_Directions_: Write out exactly the lines from the one containing "[pin] white column -- one per line" through the last line of the records below, including both.

[Stored data entries]
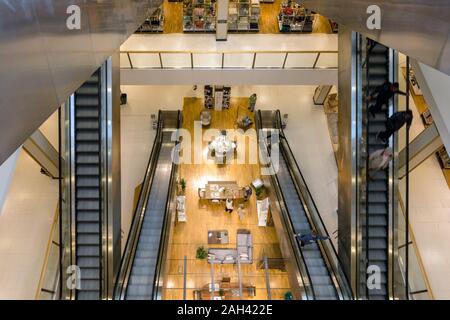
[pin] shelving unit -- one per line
(199, 15)
(243, 16)
(153, 23)
(295, 18)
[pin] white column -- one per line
(6, 173)
(222, 20)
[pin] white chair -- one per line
(201, 193)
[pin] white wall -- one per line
(6, 173)
(435, 87)
(237, 77)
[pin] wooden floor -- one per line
(203, 216)
(268, 22)
(173, 17)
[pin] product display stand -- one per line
(334, 26)
(209, 97)
(244, 16)
(199, 15)
(218, 97)
(295, 18)
(153, 23)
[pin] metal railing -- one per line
(278, 197)
(419, 287)
(158, 283)
(47, 288)
(332, 261)
(283, 59)
(138, 218)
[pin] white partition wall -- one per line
(222, 20)
(6, 174)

_Exercise solution_:
[pin] white column -- one per line
(6, 173)
(222, 20)
[pin] white chair -- one per line
(201, 193)
[pin] white wall -- one per line
(6, 173)
(435, 87)
(237, 77)
[pin] wooden floor -- one per line
(203, 216)
(268, 22)
(173, 17)
[pin] product display stand -- one per line
(334, 26)
(209, 97)
(244, 16)
(199, 15)
(218, 97)
(295, 18)
(153, 23)
[pin] metal railing -- one per line
(278, 197)
(419, 287)
(158, 283)
(47, 288)
(332, 261)
(283, 59)
(138, 218)
[pin] white partition wall -- one per line
(222, 20)
(6, 174)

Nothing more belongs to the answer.